--- START ---

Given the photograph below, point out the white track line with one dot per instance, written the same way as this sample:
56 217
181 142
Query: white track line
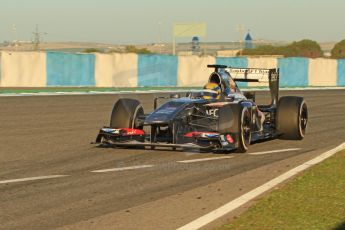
232 205
123 168
205 159
275 151
31 179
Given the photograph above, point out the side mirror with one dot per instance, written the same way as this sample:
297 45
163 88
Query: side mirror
250 95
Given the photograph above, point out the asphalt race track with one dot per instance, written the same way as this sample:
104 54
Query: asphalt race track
51 135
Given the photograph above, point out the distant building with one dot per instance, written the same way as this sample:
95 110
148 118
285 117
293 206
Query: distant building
248 41
195 45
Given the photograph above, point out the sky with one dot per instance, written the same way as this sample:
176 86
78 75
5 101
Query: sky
148 21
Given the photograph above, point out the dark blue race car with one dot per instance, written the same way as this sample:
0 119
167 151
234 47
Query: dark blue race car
209 120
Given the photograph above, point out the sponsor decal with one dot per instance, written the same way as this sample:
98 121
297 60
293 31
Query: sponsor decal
212 112
202 134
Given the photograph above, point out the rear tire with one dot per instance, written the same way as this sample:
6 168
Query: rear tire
245 133
292 117
125 114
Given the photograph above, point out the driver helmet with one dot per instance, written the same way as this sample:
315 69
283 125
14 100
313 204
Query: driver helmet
211 91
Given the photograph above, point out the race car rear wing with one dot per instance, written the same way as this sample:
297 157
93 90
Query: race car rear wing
270 76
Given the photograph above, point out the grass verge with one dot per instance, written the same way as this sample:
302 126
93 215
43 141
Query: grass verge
85 89
313 200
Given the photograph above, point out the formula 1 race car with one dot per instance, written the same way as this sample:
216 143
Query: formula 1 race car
230 121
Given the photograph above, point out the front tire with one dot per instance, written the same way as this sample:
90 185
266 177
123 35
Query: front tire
125 114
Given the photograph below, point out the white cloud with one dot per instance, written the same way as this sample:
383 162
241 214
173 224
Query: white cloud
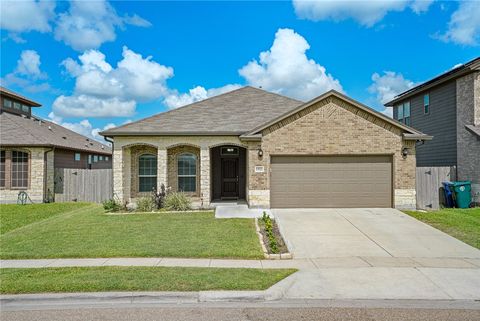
175 100
29 64
387 86
26 15
83 127
464 25
88 24
105 91
27 74
287 70
89 106
367 13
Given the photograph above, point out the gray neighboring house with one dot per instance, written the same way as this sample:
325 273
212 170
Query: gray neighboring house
270 151
448 108
32 148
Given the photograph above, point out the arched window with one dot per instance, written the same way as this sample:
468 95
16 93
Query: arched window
187 173
147 173
19 169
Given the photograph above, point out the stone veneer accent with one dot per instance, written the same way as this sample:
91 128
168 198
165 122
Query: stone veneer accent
36 176
468 144
333 127
122 157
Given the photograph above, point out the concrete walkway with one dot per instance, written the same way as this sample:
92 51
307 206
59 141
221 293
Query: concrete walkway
302 264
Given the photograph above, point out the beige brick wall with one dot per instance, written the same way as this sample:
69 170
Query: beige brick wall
36 176
332 127
166 145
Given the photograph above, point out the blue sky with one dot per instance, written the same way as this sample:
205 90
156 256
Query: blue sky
96 64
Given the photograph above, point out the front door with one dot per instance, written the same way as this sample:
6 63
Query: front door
229 177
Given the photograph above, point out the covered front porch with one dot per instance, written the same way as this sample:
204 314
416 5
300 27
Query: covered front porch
205 171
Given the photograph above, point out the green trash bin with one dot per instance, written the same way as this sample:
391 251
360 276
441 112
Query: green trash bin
462 193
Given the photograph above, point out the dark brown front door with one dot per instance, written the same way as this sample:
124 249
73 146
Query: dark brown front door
229 177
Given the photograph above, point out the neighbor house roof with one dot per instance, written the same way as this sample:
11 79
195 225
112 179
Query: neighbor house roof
408 132
471 66
18 130
232 113
9 93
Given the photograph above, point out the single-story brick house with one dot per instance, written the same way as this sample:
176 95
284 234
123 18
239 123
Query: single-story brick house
31 148
270 150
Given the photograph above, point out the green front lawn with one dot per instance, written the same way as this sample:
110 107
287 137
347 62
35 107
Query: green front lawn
88 232
96 279
14 216
463 224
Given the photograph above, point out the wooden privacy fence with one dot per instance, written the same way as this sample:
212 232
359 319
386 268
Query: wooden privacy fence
429 185
88 185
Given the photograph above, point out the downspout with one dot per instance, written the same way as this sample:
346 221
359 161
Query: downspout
111 142
45 174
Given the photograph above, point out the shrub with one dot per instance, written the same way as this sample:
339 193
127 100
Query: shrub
272 241
146 204
111 206
177 202
159 197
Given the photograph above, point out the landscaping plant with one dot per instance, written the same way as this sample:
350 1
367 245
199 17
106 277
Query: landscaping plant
272 241
177 201
111 206
146 204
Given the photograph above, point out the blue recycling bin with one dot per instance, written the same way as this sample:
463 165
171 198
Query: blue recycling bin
447 188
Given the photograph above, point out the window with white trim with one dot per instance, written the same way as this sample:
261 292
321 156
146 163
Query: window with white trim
187 172
147 172
426 104
19 169
403 113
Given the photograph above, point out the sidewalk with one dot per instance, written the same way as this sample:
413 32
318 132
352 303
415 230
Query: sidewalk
301 264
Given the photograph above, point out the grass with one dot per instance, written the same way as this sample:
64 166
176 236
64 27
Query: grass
93 279
463 224
13 216
88 232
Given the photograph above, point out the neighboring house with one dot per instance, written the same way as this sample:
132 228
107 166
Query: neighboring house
448 108
31 148
271 151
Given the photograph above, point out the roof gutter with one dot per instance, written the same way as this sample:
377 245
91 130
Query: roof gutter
417 137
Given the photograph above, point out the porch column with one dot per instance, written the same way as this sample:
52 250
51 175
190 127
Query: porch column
161 168
118 163
205 175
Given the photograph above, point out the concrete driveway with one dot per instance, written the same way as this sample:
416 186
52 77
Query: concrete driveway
375 234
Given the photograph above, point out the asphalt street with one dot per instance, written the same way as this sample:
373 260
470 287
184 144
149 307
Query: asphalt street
326 310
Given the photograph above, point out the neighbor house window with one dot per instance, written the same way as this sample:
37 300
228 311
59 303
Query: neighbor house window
403 113
7 103
2 168
147 173
187 173
426 104
19 169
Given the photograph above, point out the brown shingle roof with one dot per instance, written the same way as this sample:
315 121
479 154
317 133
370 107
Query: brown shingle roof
17 130
7 92
232 113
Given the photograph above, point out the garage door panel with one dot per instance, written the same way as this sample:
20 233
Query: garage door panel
319 181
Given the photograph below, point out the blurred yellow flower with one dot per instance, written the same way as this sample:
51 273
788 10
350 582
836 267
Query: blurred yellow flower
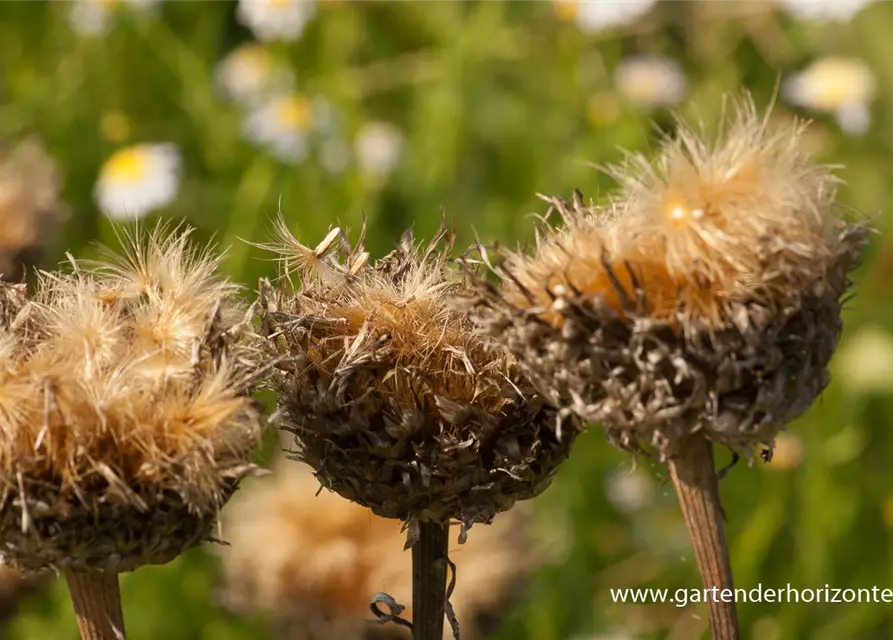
788 452
864 363
592 16
843 86
283 125
378 147
833 10
276 19
652 81
249 74
137 180
115 126
94 17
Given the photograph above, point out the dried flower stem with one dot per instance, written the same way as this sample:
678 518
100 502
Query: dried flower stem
697 486
97 604
429 572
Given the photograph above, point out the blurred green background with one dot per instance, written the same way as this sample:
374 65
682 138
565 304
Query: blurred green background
471 108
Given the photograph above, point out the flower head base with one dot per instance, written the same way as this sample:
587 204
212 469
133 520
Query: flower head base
311 560
125 419
29 205
706 299
395 400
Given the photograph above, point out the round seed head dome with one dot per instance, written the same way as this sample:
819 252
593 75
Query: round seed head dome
124 419
311 561
395 400
706 298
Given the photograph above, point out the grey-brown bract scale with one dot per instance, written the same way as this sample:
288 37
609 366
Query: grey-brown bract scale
706 298
394 399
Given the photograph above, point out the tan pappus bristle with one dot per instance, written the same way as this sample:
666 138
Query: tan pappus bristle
312 561
124 391
705 296
395 398
745 215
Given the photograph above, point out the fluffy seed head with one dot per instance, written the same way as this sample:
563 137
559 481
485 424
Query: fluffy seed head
312 560
706 297
395 400
124 417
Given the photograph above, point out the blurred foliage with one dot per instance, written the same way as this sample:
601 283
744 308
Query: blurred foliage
497 100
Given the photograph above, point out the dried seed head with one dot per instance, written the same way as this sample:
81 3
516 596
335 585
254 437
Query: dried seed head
707 297
124 417
395 400
312 562
29 205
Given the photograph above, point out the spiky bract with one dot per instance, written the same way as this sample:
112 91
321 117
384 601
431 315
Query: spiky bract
705 298
311 561
395 400
124 419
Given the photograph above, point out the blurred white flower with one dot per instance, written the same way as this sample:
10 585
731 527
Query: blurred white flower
592 16
94 17
835 10
839 85
249 74
628 491
283 125
651 81
378 146
276 19
137 180
864 363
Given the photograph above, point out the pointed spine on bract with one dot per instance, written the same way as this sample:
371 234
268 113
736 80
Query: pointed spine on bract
394 398
705 297
126 422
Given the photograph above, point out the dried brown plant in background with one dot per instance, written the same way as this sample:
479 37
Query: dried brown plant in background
396 401
126 423
311 560
702 306
30 209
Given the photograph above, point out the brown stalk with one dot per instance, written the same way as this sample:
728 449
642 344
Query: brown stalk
429 573
97 604
697 486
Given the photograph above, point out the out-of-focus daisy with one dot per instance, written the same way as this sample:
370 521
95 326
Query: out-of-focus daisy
378 146
137 180
276 19
628 491
842 86
787 452
833 10
864 363
95 17
249 74
283 125
650 81
592 16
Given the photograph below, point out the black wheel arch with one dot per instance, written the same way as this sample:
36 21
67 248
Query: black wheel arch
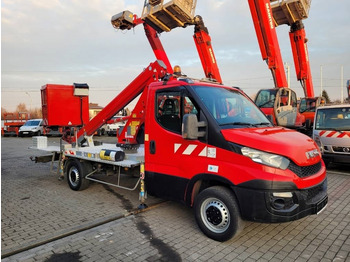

--- END ---

▶ [What is needed]: Looking at the entries, how many lines contain the string "black"? The answer is that number alone.

▶ [Exercise solution]: 2